Items from a dataset:
►
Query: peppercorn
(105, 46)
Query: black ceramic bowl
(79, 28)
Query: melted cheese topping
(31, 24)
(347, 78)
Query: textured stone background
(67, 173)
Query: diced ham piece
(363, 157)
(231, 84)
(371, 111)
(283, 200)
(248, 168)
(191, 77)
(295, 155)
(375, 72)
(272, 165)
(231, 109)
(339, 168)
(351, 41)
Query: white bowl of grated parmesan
◄
Instructions to follow - Could you write out, exactly, each line of the data above from the one containing "Query: melted cheese topping" through the last, including both?

Output for this task -
Query: melted cheese topping
(31, 24)
(347, 78)
Query: textured stone background
(67, 173)
Query: diced ham piece
(363, 157)
(231, 84)
(371, 111)
(283, 200)
(248, 168)
(191, 77)
(295, 155)
(375, 72)
(272, 165)
(231, 109)
(339, 168)
(351, 41)
Query: white bowl of grated parmesan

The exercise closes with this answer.